Data records
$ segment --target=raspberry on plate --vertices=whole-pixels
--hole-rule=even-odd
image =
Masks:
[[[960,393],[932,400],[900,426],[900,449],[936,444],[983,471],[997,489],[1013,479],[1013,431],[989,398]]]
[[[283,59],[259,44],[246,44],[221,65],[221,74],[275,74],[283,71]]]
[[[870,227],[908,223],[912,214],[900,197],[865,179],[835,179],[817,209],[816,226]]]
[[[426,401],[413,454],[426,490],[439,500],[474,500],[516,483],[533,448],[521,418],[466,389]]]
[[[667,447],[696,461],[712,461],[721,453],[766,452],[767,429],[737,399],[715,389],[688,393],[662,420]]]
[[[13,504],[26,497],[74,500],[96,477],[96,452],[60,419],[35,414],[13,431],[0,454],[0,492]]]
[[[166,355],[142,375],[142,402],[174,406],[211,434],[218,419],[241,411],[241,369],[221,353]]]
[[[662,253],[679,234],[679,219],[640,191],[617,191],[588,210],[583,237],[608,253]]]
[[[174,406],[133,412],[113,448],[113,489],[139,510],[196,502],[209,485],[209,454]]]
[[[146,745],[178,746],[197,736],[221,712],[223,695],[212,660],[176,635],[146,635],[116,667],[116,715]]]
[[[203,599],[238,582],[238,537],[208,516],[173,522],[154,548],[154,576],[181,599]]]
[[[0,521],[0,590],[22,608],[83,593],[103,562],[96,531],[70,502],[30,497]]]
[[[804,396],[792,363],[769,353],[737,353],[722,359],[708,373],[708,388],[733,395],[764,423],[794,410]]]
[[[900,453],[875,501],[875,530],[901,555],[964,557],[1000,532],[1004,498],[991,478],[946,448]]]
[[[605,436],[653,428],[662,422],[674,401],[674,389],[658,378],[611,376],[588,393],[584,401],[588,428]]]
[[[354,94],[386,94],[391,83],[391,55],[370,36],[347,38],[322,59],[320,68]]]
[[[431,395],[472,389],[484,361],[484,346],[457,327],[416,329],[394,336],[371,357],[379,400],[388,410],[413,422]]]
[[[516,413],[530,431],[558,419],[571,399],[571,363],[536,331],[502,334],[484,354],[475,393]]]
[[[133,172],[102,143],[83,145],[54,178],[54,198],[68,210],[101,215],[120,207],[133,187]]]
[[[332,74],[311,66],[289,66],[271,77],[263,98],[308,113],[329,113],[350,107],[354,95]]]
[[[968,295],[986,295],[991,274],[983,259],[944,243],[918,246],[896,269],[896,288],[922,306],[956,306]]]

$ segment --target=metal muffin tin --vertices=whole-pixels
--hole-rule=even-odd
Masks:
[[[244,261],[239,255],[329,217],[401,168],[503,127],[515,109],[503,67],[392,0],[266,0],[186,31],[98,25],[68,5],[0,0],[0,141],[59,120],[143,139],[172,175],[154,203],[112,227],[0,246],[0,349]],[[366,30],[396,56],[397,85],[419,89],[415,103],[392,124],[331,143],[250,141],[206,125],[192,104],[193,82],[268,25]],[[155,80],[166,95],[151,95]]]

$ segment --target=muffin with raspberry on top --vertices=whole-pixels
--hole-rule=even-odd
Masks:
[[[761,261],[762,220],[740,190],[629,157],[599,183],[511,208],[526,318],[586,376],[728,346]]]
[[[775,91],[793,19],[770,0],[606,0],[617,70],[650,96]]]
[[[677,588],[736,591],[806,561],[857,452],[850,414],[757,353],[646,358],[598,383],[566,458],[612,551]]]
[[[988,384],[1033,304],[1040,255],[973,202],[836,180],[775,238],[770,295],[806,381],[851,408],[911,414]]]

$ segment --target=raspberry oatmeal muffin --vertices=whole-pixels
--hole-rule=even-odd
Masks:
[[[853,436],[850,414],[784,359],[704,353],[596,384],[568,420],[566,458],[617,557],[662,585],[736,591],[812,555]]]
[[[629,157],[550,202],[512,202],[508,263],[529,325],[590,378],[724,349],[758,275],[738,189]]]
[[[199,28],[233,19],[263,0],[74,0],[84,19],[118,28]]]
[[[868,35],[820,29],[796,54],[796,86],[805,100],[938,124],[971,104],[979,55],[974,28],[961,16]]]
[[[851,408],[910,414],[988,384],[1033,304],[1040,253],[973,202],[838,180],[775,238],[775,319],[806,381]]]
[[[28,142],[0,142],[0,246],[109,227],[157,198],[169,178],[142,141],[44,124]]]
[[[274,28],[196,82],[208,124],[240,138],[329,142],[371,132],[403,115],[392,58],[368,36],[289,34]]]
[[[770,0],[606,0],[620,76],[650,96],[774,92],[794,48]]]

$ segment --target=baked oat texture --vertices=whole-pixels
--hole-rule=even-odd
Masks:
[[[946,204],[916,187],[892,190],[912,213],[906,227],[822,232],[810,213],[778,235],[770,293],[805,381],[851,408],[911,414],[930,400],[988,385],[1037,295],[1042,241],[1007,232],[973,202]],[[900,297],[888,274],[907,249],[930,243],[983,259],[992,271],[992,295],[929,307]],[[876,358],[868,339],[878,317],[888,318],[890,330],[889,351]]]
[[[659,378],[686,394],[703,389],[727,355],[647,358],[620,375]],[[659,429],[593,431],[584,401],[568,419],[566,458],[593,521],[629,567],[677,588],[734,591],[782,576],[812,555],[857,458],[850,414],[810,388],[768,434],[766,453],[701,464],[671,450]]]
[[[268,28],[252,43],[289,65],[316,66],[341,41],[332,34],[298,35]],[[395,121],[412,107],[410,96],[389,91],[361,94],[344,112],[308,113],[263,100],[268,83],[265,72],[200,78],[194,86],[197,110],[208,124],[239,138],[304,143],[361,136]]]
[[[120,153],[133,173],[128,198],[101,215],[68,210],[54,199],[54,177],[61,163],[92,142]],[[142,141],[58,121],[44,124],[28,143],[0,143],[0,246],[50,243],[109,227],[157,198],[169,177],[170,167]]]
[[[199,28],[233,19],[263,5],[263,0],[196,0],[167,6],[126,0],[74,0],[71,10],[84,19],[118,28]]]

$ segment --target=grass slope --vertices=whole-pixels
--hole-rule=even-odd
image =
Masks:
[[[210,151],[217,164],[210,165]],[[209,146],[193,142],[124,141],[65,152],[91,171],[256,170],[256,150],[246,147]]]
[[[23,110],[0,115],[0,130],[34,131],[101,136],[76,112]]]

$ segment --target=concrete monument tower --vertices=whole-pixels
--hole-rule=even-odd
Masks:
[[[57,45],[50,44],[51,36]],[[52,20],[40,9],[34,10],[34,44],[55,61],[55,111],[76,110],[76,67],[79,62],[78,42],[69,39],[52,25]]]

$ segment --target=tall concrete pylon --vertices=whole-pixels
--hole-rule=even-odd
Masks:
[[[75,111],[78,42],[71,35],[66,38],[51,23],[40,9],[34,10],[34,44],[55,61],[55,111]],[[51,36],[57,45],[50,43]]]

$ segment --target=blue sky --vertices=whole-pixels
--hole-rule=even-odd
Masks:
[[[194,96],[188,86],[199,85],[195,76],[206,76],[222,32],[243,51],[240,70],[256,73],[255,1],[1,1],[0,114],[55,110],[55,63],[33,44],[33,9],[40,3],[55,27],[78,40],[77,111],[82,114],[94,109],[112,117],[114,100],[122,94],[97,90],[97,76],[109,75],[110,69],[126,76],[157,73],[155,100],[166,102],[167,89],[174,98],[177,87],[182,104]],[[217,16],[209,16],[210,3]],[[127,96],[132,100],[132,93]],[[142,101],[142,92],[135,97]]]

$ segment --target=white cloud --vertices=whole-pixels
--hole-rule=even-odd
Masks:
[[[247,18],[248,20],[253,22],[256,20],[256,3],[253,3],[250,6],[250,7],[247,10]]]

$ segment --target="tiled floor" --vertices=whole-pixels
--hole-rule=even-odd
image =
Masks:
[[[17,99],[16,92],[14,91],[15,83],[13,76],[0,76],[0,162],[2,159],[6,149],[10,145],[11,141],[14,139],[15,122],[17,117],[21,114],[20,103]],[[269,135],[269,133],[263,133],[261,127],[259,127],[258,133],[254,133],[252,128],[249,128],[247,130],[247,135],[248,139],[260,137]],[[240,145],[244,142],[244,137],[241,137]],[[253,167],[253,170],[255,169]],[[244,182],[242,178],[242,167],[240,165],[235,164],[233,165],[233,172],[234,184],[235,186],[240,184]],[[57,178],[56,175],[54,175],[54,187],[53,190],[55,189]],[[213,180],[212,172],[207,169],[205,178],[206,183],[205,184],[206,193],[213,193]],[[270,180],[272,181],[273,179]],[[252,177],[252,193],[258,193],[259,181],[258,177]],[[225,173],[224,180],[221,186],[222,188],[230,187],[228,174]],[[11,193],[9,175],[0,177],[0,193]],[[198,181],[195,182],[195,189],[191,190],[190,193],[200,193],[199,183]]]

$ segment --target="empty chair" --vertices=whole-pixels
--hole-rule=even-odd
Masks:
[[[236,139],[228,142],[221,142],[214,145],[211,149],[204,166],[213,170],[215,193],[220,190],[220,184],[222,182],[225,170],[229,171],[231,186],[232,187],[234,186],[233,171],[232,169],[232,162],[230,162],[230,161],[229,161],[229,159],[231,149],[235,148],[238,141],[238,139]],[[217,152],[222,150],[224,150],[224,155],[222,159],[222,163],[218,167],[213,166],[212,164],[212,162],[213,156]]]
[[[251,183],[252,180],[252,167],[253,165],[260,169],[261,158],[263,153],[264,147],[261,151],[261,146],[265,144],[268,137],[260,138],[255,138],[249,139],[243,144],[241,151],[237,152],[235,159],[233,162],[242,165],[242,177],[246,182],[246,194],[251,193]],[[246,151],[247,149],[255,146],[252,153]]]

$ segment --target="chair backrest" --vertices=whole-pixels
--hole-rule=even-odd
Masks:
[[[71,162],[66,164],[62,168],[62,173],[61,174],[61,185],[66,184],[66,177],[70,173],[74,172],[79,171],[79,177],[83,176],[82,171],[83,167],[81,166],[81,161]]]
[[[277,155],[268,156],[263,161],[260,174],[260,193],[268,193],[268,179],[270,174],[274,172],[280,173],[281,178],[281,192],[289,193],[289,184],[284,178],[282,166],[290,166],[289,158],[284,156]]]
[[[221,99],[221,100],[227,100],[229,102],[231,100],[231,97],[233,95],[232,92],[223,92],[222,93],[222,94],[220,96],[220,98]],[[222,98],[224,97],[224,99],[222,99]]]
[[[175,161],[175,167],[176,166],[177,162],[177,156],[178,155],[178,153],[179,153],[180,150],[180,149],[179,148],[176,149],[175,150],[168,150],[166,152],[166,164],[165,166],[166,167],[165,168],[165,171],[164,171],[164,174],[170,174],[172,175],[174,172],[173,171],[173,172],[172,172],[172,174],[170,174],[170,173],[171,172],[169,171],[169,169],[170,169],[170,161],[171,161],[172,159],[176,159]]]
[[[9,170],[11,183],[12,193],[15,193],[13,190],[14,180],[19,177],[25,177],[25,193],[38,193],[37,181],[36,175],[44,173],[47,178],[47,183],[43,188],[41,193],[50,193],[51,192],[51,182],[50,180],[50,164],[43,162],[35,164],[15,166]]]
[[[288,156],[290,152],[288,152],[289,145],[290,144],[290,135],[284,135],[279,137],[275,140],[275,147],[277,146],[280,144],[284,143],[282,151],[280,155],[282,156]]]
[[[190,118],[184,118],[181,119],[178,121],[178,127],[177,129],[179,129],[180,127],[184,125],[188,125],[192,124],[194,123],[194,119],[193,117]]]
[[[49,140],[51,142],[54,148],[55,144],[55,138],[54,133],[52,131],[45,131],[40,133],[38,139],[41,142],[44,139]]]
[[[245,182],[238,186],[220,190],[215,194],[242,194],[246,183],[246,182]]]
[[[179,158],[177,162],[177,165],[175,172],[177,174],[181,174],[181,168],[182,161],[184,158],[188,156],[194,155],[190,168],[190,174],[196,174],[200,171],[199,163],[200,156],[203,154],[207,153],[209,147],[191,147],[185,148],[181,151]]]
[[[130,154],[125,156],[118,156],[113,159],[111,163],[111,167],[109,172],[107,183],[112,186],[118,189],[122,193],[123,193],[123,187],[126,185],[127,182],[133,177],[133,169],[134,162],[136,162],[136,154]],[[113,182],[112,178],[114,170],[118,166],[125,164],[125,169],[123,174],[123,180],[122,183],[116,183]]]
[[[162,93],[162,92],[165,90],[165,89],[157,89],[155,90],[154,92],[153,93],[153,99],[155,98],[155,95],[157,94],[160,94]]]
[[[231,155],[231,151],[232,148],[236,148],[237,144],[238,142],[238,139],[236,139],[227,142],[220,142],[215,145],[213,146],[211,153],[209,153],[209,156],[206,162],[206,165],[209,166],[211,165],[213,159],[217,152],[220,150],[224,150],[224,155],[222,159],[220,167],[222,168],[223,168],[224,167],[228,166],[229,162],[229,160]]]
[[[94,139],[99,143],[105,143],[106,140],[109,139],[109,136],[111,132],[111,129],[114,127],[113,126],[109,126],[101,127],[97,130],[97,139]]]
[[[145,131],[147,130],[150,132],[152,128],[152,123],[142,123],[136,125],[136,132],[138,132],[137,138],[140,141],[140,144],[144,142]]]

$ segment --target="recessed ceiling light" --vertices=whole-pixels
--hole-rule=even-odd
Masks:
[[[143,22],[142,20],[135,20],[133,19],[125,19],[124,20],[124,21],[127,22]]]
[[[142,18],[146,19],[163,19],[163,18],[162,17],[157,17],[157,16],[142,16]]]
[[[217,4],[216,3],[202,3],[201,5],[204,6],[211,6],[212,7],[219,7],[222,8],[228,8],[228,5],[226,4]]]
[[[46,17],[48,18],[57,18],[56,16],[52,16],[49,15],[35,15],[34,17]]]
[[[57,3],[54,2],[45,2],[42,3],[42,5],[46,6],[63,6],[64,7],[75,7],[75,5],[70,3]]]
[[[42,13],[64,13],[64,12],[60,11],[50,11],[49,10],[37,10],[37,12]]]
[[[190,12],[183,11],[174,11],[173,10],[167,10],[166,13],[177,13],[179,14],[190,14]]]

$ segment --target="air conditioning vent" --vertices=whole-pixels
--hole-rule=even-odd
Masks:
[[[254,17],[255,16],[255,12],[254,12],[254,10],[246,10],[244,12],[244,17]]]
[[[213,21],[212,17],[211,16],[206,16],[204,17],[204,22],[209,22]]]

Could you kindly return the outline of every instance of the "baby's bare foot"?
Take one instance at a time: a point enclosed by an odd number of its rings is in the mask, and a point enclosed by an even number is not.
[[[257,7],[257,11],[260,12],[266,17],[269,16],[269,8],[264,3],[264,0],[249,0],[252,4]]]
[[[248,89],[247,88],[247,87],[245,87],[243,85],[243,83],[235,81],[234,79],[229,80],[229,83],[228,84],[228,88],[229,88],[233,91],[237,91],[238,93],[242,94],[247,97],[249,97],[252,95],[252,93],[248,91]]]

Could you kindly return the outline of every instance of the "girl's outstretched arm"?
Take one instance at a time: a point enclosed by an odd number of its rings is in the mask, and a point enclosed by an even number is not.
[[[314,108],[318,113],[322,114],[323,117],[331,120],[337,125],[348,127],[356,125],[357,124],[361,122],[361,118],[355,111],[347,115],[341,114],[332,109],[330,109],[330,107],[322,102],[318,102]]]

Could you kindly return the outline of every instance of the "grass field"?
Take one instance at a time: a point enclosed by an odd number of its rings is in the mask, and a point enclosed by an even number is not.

_Your task_: Can you write out, unchanged, everything from the line containing "oatmeal muffin --vertices=whole-pixels" down to and including the line containing "[[[199,28],[233,19],[263,0],[74,0],[84,19],[118,28]]]"?

_Solution_:
$ segment --target=raspberry oatmeal muffin --vertices=whole-pixels
--hole-rule=even-odd
Masks:
[[[853,436],[850,414],[784,359],[704,353],[596,384],[568,420],[566,458],[617,557],[662,585],[736,591],[812,555]]]
[[[629,157],[550,202],[512,202],[508,263],[529,325],[590,378],[724,349],[758,275],[738,189]]]
[[[199,28],[233,19],[263,0],[74,0],[84,19],[118,28]]]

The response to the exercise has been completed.